REQUIREMENT 1
In the Kilcullen heritage walk text, how many miles from Dublin does the milestone set into the college's boundary wall indicate?
REQUIREMENT 2
Carry on the Kilcullen heritage walk text, picking up after its last sentence.

PAGE EXCERPT
>> begin

Camino Cill Chuilinn 2 A journey with Brian Byrne through time and place

For a number of years I had the idea to devise a walk through Kilcullen heritage and history, but it was consistently shelved because of pressure of more immediate working demands. However, a query early in 2019 from serial 'peace walker' Donal Corcoran of Naas, about whether there was any interesting walking in Kilcullen, pushed me to get stuck in. I don't suggest it is a complete representation of everything to see and think about in our community, but it does take the reader and walker through several thousand years of what is behind today's Kilcullen. Obviously, I drew on many sources, locally and further afield, while compiling this journey. They are too many to list, so I take this opportunity to acknowledge them all. Enjoy.

This is a shorter version than my other Camino Cill Chuilinn, around 10kms instead of 16, and leaves out the Carnalway and Brannockstown elements.

Start from Market Square, walk 1.2kms to the Dun Ailinne Interpretive Park

Bardons is a former hotel.

Starting from Market Square, cross the bridge, noting its 700 years and how it was responsible for the formation of the town of today. At the bottom of the hill is Bardons, a former inn and the oldest building in Kilcullen providing accommodation, food and drink. On the way up the street look at the shape of the buildings and the streetscape, much of it as it has been since the 19th century and before. On the right a plaque marks a residence as the Old Courthouse.

The Old Courthouse is now a private residence.

Beyond the crossroads, the Cross and Passion College on the right was established by the sisters who came to the village in 1878. Inset in the bounding wall of the property is a milestone, one of the original set of distance markers from Dublin. It indicates 21 miles from the capital, which means that it is dated well before 1826 when the country changed to British imperial miles. Old Irish miles were longer. It is of interest too that the milestone is located on the other side of the bridge in the Taylor and Skinner Road Maps of Ireland, published in 1778. The milestone then represented the end of the first toll road in Ireland, from Dublin to Kilcullen, established in 1729.

Milestone and 18th century map.
Kilcullen Garda Station is a standard design from the early days of the state.

The Garda Station is typical of those built after the foundation of the state. Past the more recent housing estates of St Brigid's Avenue and Conroy Park is Nicholastown, built in 1939.

Nicholastown was the first Council housing estate in Kilcullen.

Nicholastown Green is the former location of the Carlow Stables which accommodated horse changes for the post coaches. In the 1930s the building was used as a community hall, and housed among other activities the beginnings of what is today the Kilcullen Drama Group.

The spear monument is inspired by an artefact found during excavations at Dun Ailinne.

>> end

Coordinate annotation records:
>> begin

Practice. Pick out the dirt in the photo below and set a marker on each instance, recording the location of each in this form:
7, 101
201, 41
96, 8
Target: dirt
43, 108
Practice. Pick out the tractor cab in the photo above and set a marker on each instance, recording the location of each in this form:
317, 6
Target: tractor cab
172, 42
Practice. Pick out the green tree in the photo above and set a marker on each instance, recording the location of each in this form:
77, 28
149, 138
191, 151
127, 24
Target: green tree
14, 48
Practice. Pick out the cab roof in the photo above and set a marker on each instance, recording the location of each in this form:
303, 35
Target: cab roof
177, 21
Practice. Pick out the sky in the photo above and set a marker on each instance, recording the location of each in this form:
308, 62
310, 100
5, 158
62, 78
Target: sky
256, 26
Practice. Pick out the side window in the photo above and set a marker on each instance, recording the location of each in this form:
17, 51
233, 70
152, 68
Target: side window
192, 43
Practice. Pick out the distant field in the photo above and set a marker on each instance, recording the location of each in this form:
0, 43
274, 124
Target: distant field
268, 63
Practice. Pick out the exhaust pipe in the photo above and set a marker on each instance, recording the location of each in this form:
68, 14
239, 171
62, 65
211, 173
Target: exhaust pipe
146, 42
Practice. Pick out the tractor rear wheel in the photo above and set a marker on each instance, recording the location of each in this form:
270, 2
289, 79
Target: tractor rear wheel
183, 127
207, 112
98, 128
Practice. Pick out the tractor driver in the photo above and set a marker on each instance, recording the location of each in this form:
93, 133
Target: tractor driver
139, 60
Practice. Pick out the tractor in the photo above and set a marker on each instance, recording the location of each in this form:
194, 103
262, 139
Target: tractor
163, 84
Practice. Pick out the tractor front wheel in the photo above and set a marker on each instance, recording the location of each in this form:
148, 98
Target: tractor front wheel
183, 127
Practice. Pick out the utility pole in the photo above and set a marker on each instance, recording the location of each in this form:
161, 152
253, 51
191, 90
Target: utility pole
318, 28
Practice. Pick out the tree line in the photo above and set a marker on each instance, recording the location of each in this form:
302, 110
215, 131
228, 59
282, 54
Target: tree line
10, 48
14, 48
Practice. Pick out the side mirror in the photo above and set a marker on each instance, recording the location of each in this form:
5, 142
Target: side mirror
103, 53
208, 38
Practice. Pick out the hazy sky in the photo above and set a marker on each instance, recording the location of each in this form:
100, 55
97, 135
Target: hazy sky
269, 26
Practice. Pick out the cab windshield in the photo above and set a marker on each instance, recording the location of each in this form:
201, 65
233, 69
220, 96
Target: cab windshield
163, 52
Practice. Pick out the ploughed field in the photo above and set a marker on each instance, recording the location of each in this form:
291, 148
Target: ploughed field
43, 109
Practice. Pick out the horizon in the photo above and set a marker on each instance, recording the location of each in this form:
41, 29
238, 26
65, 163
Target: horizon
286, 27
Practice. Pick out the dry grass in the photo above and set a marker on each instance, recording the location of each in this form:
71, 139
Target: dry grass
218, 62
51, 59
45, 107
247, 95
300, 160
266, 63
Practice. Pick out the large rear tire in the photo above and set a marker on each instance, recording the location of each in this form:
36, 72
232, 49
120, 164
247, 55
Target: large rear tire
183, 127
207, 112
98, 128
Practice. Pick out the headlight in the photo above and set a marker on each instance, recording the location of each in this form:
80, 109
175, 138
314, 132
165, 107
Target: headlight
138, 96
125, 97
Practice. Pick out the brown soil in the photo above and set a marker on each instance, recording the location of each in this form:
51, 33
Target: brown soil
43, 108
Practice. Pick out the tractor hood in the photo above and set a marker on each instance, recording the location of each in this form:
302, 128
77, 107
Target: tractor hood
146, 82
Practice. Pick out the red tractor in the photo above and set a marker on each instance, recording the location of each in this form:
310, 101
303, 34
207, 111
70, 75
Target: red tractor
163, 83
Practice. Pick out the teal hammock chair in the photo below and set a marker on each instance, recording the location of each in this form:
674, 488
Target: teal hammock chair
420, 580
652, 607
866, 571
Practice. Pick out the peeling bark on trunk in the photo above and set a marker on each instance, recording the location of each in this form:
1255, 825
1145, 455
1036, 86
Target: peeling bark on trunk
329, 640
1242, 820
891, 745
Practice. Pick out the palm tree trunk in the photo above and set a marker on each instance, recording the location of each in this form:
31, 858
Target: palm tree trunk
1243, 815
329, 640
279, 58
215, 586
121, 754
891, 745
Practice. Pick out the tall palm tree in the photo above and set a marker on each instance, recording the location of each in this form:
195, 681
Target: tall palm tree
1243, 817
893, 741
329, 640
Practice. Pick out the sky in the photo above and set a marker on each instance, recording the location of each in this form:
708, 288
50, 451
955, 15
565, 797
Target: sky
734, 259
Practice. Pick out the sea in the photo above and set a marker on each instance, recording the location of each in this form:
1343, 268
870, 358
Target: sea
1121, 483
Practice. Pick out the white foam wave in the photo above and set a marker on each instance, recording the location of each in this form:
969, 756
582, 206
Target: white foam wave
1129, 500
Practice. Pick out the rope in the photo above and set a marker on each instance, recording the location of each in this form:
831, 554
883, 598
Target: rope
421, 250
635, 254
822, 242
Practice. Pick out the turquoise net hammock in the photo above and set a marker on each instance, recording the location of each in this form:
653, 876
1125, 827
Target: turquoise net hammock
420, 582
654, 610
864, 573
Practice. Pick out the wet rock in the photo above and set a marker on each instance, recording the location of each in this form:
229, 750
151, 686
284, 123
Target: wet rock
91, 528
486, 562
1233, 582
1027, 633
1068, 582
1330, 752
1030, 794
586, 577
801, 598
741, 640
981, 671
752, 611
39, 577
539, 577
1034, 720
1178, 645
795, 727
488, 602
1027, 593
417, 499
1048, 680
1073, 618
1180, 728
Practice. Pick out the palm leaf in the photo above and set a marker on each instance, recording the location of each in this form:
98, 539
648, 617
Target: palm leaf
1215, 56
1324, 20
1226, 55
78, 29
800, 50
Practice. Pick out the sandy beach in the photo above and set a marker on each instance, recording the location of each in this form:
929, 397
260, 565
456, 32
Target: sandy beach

>> end

EXERCISE RESULT 1
21 miles.

EXERCISE RESULT 2
The information at the Dun Ailinne Interpretive Park.

At the Dun Ailinne Interpretive Park, find out about the earliest gatherings at the 'royal' site on the outskirts of town. Developed by Kilcullen Community Action, it has a centrepiece sculpture by local artist Noel Scullion based on a spear head found during excavations of the actual Dun Ailinne site in the late 1960s and early 1970s. Details can be read here about the earliest gatherings and the archaeological excavations at the 'royal' site, being considered for UNESCO World Heritage Status jointly with three other similar locations.

Walk 2.2kms to Old Kilcullen

Leave the Interpretive Park, walk across the motorway bridge and follow the road to the next junction left at Thompson's Cross. An immediate next right is the road up to Old Kilcullen, the original monastic settlement.

The cross commemorating the 1798 Rebellion was originally erected by the Kildare Branch of the National Graves Association in 1948.

Just after turning there's a Celtic cross monument to those who died in that battle. The cross was originally erected by the Kildare Branch of the National Graves Association (NGA) in 1948, on the 150th anniversary of the rebellion. It has recently been refurbished by the local community association.

A talk on the site of a ring burial barrow which probably dates back to the Bronze Age.

From there start up towards the hill, passing the commonage on the right around which there would have been many homes which were destroyed in the battle. At the junction of the roads near the top there's a triangle of rough grassy land, in which there's a ring barrow burial area which predates the Christian settlement era.

Dun Ailinne, a place of gathering reputed to the Kings of Leinster.

Looking back to the west there's a clear view of Dun Ailinne. Archaeological excavations in the 1960s and in recent years show a succession of very organised occasional settlements. Gatherings may have occurred at spiritual times of the year, or for trading. Maybe for providing tribute or taxes to chieftains. Dun Ailinne is on the assessment list for possible inclusion with three other royal sites for joint UNESCO World Heritage status.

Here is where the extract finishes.